SET TASK A
Convert the records from the line that contains "315), using the photo above." up to and including the line that contains "(1070, 559)" into a Markdown table with the columns Row and Record line, numbering each row and leaving out blank lines.

SOURCE DOCUMENT

● ● ● ● ● ● ●

Decentralised Digital Asset Registers – Concepts

I am hugely optimistic about the role cryptocurrencies (such as bitcoin) will play in the future – and one of the reasons is that they enable us to build decentralised digital asset registers.  I’ve written about this concept here.

In this post, I’ll explore some of the current thinking on how to build such a system.

The simplest way to think about this subject is to imagine you own one hundred twitter shares that you would like to sell and, because you’re one of these early-adopting trailblazers, you want to sell the shares for Bitcoins and want to do so using only the bitcoin system.  Here’s how it could work:

As I write, Twitter shares trade for just over $40, so your one hundred shares would be worth about $4000.  So you could announce to the world that a particular Bitcoin you own (strictly, a transaction output) is for sale and that you will give whoever buys it all the rights associated with the twitter shares… e.g. dividends, votes, etc.  You don’t plan to transfer the share through the regular equity settlement systems in your country, though; you’ll remain the registered owner there… but provided you are trustworthy, the recipient will trust you to pass on the benefits you receive to them.

A Bitcoin today trades for about $300.  So if you could find somebody who trusts you, they might be willing to pay you about $4300 for your special bitcoin ($300 for the Bitcoin plus $4000 for the rights to the shares).  Perhaps they’d demand a discount to account for the ongoing counterparty risk they have to you.  So let’s imagine they offer to pay you $4000 to keep the maths simple.

To make it interesting, let’s imagine that Alice is willing to buy 25% of your holding ($1000, or 3.33 XBT) and Bob wants 75% ($3000 or 10 XBT).  What we want is for them to transfer these coins to you and for you to transfer your “special” (or, colored) coin to them so that, once you’re done, you have 13.33 XBT and they have a share of the colored coin.

Graphically, this is what it might look like:

Colored Coin Diagram

In this picture, we see that a Bitcoin transaction has been constructed that has the following interesting properties (in reality, it may be done as a sequence of transactions and I’m not 100% sure you could actually do it this way for real on the current Bitcoin network but the concepts remain the same so we’ll stick with this for the purposes of this post)

  1. Alice and Bob pay their agreed amounts of Bitcoins into the transaction (i.e. their 25% and 75% share of the costs) – colored green in the diagram
  2. I pay in the coin I have previously asserted to be “equivalent” to 100 twitter shares – colored orange in the diagram
  3. Alice and Bob receive 25% and 75%, respectively, of the special (colored) coin so that everybody can now see that they are the owner of the coin, and hence entitled to their shares of any benefits associated with the shares – shown in orange on the right-hand side
  4. I receive Alice and Bob’s payments – shown in green on the right.

Easy, right? Well…. not quite.

The problem is step 3.  If you are an independent third party arbitrating a future dispute, how do you know that the 0.25 XBT and 0.75 XBT received by Alice and Bob relate to the ‘colored’ 1XBT I paid in?  What would have happened if I had also paid somebody else 0.75 XBT in that transaction? How would we know one of these payments was the special colored coin and one was just a regular bitcoin?

Worse, what would happen if Alice or Bob somehow temporarily forgot their coins were special and spent them as if they were normal coins? They could lose a fortune! It would be helpful if their wallet software warned them. Which means the wallet would need to be able to tell automatically. Worse, what if Bob used his colored coin as part-payment for a larger expense, with regular coins making up the difference?  How on earth would the recipient interpret their receipt of a transaction output that was formed from combining colored and non-colored coins?!

● ● ● ● ● ● ●

SET TASK B
In the post on digital asset registers, rewrite the passage from "As I write, Twitter" up to and including "receive to them.", replacing "trustworthy" with "honest".

RECORDED DATA
● ● ● ● ● ● ●

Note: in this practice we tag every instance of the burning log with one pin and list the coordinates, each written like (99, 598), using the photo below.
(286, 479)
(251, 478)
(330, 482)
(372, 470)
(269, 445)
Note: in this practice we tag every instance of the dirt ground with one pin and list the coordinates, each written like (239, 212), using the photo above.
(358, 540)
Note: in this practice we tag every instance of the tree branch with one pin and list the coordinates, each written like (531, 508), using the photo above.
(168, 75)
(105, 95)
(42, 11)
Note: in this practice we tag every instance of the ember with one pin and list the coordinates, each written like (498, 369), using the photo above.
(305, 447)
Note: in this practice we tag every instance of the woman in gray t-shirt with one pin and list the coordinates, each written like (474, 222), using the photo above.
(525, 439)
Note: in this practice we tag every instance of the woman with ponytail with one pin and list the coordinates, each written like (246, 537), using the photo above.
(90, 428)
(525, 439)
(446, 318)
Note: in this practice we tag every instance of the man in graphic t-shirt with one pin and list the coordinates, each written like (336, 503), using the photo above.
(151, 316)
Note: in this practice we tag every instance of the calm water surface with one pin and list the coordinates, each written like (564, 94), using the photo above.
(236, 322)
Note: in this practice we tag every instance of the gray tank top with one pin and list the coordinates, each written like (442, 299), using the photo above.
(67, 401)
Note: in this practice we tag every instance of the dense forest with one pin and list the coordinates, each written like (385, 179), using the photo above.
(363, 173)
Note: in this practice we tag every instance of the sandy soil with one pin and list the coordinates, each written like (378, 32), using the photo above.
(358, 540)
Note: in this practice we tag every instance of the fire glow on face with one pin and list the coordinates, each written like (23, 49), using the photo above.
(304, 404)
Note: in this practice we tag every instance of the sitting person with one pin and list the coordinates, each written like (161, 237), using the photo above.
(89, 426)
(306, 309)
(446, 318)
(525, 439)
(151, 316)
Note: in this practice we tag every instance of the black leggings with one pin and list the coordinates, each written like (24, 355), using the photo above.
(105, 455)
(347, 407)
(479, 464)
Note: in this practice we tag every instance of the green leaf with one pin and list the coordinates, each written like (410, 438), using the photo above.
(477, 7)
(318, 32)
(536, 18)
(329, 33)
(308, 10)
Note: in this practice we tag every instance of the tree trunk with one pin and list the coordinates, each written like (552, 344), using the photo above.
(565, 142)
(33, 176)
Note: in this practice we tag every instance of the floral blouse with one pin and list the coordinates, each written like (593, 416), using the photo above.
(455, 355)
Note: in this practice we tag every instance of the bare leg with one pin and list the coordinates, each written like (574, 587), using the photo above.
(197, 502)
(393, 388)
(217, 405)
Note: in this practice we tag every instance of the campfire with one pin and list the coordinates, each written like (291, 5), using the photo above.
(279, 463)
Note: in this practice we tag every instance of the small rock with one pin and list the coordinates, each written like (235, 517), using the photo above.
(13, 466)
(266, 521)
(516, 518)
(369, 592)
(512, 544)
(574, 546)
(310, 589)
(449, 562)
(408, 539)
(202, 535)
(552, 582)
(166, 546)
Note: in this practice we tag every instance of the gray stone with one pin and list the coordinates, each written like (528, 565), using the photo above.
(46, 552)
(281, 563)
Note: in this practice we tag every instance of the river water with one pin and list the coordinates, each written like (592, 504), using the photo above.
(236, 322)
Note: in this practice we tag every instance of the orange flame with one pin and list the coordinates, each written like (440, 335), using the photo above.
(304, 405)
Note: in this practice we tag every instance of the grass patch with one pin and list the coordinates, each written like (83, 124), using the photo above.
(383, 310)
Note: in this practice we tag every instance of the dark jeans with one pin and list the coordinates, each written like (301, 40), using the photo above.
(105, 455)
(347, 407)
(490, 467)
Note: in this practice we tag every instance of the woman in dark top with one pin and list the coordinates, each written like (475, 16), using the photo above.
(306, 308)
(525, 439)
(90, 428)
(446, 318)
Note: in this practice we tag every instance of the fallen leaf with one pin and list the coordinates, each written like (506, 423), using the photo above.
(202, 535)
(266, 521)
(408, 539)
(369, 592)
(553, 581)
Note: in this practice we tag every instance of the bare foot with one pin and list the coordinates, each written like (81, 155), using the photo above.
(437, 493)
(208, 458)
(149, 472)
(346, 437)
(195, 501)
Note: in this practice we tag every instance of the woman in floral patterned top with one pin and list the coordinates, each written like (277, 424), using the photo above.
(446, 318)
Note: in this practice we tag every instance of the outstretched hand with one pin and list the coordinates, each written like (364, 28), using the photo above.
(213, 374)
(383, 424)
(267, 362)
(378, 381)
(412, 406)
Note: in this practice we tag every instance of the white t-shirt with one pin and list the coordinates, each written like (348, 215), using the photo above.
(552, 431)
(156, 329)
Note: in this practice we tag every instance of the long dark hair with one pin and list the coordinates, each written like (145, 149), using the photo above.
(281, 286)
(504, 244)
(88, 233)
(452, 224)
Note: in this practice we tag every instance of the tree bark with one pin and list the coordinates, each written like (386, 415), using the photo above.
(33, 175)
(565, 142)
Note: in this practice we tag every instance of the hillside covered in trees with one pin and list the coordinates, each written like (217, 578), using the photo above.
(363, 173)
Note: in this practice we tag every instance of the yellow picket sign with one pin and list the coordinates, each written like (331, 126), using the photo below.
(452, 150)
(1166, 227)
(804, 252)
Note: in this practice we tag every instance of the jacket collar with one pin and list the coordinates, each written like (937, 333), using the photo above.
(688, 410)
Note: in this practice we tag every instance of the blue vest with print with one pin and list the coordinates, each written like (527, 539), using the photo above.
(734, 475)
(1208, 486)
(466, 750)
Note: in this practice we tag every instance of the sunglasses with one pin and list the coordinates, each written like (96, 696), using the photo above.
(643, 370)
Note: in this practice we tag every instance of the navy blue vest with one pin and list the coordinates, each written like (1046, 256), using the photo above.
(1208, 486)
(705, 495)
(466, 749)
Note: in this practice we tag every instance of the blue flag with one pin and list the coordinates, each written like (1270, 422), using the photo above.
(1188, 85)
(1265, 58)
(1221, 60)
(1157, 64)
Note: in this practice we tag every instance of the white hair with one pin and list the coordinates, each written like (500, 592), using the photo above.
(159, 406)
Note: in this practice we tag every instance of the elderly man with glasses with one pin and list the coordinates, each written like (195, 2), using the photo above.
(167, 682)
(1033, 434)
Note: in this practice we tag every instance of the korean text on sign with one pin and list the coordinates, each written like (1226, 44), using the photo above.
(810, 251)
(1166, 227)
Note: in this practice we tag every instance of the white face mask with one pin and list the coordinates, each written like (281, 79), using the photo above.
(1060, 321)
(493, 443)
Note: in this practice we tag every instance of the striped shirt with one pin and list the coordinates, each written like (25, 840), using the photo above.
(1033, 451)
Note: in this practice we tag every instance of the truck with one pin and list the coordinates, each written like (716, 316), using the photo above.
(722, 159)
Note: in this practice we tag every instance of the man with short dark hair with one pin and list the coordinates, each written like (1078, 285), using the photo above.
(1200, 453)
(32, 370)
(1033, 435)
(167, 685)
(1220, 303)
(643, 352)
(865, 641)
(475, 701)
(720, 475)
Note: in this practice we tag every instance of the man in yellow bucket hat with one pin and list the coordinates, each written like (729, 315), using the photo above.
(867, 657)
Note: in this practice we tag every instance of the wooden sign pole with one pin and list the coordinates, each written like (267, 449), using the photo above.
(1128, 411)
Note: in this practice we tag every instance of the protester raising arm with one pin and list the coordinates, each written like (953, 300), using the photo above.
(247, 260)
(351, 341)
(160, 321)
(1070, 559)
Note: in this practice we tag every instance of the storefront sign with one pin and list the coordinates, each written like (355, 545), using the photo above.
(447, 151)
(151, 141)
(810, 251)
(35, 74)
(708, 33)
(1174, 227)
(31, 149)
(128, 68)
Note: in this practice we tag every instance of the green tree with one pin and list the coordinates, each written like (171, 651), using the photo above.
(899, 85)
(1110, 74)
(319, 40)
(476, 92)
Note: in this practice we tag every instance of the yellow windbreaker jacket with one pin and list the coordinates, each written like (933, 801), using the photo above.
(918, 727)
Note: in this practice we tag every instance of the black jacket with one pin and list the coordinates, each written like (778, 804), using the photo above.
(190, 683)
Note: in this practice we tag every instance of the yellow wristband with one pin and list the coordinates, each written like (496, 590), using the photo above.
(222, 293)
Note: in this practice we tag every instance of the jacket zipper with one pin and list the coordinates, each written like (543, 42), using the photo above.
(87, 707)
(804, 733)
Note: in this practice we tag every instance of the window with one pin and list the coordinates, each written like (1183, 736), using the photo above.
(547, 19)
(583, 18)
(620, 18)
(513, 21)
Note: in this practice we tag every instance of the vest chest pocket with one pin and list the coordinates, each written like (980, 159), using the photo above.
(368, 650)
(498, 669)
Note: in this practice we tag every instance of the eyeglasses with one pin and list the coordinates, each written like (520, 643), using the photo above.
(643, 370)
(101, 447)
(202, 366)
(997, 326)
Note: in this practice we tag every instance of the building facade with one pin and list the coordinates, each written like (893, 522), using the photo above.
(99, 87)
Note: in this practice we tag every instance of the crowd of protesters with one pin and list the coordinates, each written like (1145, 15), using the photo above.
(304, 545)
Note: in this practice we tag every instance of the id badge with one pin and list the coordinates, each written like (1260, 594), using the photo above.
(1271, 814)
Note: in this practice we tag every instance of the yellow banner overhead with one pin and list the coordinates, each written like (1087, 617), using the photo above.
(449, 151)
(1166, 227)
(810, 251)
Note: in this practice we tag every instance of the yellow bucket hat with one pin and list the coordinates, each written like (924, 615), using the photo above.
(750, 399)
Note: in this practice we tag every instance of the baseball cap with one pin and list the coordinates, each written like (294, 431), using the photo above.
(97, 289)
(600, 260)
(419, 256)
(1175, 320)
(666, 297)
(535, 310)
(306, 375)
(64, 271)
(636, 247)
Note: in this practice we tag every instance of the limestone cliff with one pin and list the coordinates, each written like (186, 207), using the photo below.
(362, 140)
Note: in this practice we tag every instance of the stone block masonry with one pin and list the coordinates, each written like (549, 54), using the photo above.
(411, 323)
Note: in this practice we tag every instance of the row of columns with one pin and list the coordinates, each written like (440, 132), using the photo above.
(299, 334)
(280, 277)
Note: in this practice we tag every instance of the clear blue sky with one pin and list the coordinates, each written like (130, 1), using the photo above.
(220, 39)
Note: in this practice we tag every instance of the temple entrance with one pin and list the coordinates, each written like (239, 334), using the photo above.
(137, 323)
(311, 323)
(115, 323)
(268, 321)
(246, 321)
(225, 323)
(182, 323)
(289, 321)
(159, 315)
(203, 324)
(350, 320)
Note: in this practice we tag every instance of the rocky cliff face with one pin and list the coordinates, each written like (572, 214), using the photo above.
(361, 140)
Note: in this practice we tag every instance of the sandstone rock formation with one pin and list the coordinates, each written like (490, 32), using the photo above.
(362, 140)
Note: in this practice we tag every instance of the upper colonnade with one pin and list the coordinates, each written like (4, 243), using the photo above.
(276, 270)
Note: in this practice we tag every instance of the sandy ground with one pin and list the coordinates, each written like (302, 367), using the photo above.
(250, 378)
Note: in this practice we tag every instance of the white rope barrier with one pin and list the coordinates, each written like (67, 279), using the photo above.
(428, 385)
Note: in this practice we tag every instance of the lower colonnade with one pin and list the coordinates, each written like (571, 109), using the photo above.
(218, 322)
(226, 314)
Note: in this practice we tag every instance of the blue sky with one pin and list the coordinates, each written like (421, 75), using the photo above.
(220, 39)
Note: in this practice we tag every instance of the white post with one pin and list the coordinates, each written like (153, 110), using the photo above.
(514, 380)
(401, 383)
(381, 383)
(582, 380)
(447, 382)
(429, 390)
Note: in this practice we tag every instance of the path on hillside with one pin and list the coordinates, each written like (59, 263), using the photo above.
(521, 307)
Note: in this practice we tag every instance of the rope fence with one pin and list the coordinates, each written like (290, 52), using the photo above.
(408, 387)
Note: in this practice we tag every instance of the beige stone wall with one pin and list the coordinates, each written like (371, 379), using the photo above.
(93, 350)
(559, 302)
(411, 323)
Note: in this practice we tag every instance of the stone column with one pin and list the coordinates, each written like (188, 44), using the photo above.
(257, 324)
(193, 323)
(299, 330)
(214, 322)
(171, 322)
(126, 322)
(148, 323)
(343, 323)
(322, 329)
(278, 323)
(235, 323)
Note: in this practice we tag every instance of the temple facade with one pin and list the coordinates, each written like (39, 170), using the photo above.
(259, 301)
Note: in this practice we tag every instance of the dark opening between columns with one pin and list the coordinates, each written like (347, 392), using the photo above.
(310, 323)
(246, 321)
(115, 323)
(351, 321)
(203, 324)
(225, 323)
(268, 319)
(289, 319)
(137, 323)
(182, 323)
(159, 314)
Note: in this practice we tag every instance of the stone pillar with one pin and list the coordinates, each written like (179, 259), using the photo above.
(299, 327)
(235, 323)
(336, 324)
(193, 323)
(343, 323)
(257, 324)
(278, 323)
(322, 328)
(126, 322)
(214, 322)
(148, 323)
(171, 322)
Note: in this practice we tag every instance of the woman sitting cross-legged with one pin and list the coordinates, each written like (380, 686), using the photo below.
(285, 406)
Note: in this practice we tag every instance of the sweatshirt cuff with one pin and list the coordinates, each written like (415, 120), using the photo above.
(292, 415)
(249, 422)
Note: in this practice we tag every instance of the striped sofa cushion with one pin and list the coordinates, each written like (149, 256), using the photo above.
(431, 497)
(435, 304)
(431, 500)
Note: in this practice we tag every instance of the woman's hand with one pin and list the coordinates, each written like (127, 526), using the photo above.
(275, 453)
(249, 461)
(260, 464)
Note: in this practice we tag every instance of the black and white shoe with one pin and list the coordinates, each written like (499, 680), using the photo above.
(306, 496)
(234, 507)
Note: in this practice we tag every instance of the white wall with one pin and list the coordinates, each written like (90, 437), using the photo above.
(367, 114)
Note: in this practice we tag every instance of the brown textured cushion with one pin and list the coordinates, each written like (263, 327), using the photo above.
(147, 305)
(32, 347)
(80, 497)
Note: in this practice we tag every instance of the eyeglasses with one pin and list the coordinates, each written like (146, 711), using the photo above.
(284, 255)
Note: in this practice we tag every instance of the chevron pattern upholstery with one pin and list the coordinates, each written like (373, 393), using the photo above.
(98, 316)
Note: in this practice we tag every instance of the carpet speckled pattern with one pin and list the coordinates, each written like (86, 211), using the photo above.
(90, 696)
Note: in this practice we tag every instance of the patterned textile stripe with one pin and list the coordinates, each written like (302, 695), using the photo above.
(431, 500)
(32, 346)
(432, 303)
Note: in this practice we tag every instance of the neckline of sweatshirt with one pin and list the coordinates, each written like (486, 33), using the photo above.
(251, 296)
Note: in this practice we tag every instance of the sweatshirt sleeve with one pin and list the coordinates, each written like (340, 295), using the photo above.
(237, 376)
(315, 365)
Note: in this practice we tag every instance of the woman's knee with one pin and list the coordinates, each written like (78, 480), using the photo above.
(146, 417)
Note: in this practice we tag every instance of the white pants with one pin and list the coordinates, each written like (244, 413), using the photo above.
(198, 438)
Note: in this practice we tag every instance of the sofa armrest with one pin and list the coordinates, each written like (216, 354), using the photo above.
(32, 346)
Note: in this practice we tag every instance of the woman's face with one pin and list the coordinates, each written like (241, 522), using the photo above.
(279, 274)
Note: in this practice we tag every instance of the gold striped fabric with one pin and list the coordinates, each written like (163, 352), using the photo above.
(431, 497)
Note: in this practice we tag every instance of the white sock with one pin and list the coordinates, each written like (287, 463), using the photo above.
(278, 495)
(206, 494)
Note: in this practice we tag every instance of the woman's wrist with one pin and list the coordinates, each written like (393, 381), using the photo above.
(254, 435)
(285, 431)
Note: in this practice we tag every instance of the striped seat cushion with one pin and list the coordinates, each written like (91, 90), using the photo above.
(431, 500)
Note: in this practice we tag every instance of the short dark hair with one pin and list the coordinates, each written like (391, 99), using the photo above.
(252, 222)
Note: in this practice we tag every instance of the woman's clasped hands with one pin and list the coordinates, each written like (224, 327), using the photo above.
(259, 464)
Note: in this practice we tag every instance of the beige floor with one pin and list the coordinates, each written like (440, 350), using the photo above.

● ● ● ● ● ● ●

OUTPUT A
| Row | Record line |
|---|---|
| 1 | Note: in this practice we tag every instance of the man in yellow bucket hat with one pin and list the coordinates, each written like (729, 315), using the photo above. |
| 2 | (867, 657) |
| 3 | Note: in this practice we tag every instance of the wooden sign pole with one pin and list the coordinates, each written like (267, 449), using the photo above. |
| 4 | (1128, 411) |
| 5 | Note: in this practice we tag every instance of the protester raising arm with one pin and list the coordinates, each written like (953, 300), using the photo above. |
| 6 | (247, 260) |
| 7 | (351, 341) |
| 8 | (160, 321) |
| 9 | (1070, 559) |

OUTPUT B
As I write, Twitter shares trade for just over $40, so your one hundred shares would be worth about $4000.  So you could announce to the world that a particular Bitcoin you own (strictly, a transaction output) is for sale and that you will give whoever buys it all the rights associated with the twitter shares… e.g. dividends, votes, etc.  You don’t plan to transfer the share through the regular equity settlement systems in your country, though; you’ll remain the registered owner there… but provided you are honest, the recipient will trust you to pass on the benefits you receive to them.